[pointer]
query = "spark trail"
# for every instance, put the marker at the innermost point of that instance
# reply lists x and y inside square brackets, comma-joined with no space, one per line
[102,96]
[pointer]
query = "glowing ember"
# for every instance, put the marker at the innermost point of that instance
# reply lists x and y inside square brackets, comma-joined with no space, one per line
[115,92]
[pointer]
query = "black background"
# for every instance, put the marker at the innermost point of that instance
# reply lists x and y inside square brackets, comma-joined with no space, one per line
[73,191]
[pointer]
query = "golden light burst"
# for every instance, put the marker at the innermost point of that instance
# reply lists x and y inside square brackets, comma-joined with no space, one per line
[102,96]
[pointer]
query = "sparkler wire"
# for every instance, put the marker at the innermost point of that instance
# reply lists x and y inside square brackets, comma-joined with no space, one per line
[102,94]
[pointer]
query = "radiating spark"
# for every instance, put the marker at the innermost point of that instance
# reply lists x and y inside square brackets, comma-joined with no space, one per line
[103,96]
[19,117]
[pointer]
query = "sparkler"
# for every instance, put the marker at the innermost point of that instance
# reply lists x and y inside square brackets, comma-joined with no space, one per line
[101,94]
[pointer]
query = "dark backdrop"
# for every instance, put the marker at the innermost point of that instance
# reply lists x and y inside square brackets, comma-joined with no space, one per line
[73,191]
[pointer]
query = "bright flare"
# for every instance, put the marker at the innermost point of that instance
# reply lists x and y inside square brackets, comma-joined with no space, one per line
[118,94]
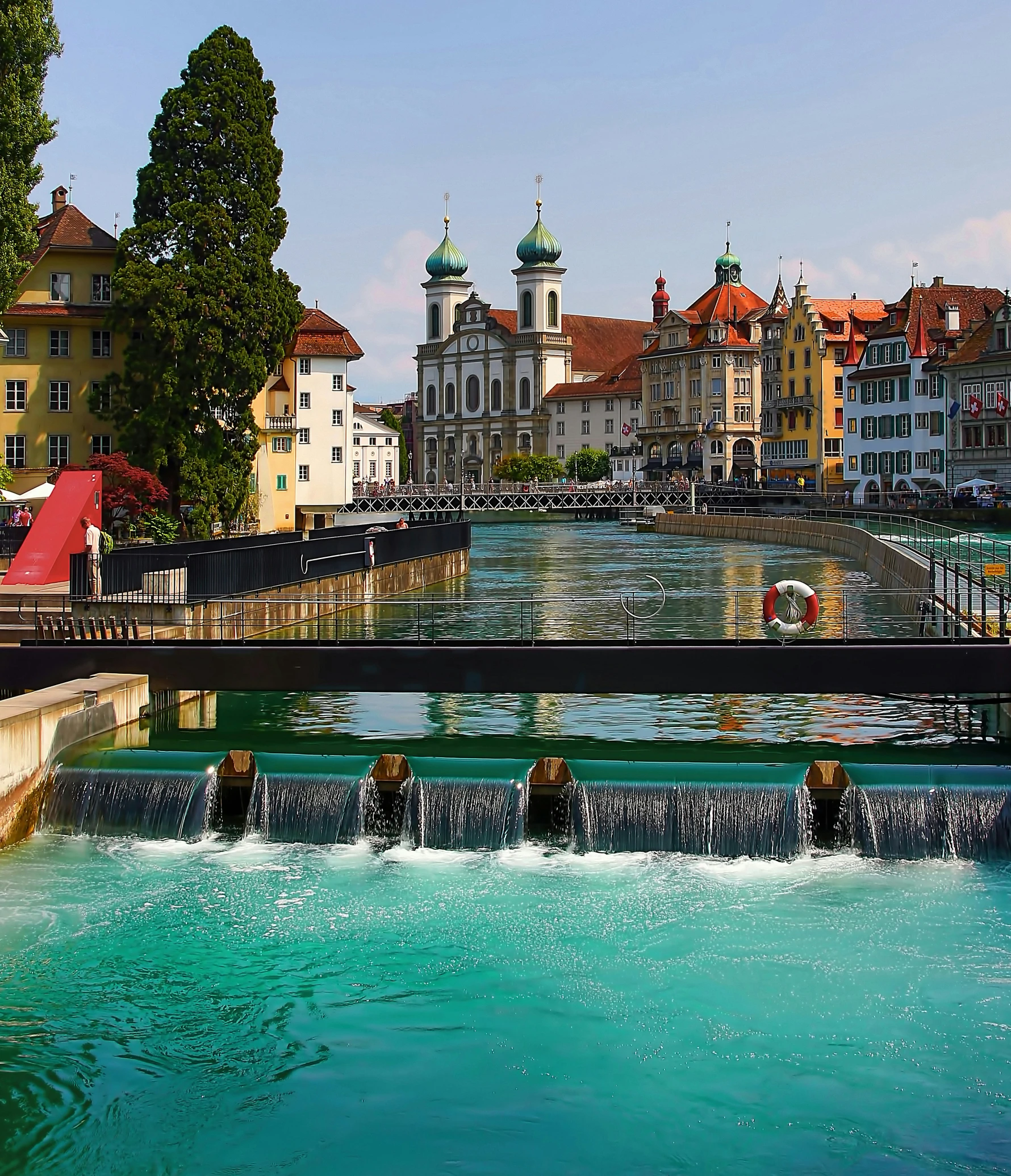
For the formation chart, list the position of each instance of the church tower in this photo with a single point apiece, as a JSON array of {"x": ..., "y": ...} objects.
[
  {"x": 538, "y": 281},
  {"x": 445, "y": 290}
]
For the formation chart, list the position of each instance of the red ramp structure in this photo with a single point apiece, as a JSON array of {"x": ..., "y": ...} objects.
[{"x": 45, "y": 556}]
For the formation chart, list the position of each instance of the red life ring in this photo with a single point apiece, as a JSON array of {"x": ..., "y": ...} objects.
[{"x": 794, "y": 590}]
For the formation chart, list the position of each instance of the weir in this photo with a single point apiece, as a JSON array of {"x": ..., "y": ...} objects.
[{"x": 586, "y": 806}]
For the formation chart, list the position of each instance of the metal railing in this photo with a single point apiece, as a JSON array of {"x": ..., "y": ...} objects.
[
  {"x": 735, "y": 615},
  {"x": 189, "y": 573}
]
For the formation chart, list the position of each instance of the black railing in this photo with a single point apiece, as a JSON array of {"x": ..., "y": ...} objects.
[{"x": 187, "y": 573}]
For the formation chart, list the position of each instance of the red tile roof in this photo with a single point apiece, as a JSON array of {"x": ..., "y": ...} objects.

Required action: Leaving the images out, retype all the material above exactly.

Output of the exercise:
[pointer]
query = "spark trail"
# for every instance, put the marker at the innermost point of that instance
# reply lists x and y inside square brackets, comma-joined with no space, one per line
[102,96]
[pointer]
query = "glowing ember"
# for every instance, put the marker at the innermost point of that instance
# reply lists x and y inside square brackets, comma-joined with no space, one per line
[115,92]
[pointer]
query = "black background"
# for every instance, put the marker at the innermost point of that instance
# reply lists x and y inside square brackets, comma-joined with no space, one per line
[73,191]
[pointer]
query = "golden light burst"
# for every instance, put the marker at the innermost point of that instance
# reply lists x and y inside square brackets, comma-joined with no space, one per line
[102,96]
[pointer]
query = "sparkler wire"
# for every instance, put the marker at the innermost point of that instance
# reply lists x and y inside square brackets, comma-joined with no space, one per line
[102,94]
[pointer]
query = "radiating spark"
# for every instance, put the marker at the innermost point of that instance
# reply lists x and y inside square brackets, comma-joined with no space, one per line
[103,96]
[19,117]
[pointer]
query = "sparkler"
# for every instance, put the marker at the innermost point of that instance
# reply lists x and y inside square brackets, comma-joined with no space, one per line
[101,94]
[pointer]
query = "dark backdrop"
# for every instance, put the marker at the innermost point of that instance
# reply lists x and y inside square brackets, comma-joined with no space, one per line
[73,191]
[pointer]
query = "bright flare"
# for every instance, put the marker at the innermost point of that instance
# reply lists x and y inside square brackets, comma-joined with no space, one per line
[118,94]
For the formation chart, list the position of each instance of the church tower in this photo with a single point apiece, as a JSON array of {"x": ..., "y": ...} objects.
[
  {"x": 538, "y": 281},
  {"x": 445, "y": 290}
]
For the formation chart, list the position of each instance of the red ramp structure in this photo with a single point apiece, as a JSON array of {"x": ..., "y": ...} objects.
[{"x": 45, "y": 556}]
For the formation chart, list the position of each instance of the red life ring in this photo with a single point apiece, as a JSON array of {"x": ..., "y": ...} objects.
[{"x": 794, "y": 590}]
For the formation chart, list the position of each instance of the weir in this photo with a single point apiece, as a JSON array of {"x": ..., "y": ...} objects.
[{"x": 586, "y": 806}]
For the formation chart, list the position of each instance of the metal railing in this photo with a single point apiece, as a JSON array of {"x": ..., "y": ...} objects.
[
  {"x": 735, "y": 615},
  {"x": 189, "y": 573}
]
For the formation chart, list the position of each instance of the black railing in this photo with a single point apiece, as a JSON array of {"x": ..., "y": ...} objects.
[{"x": 187, "y": 573}]
For the formation chart, list the position of each instance of the red tile roof in this photo with a single point apiece, as a JSON array of {"x": ..., "y": ...} objects.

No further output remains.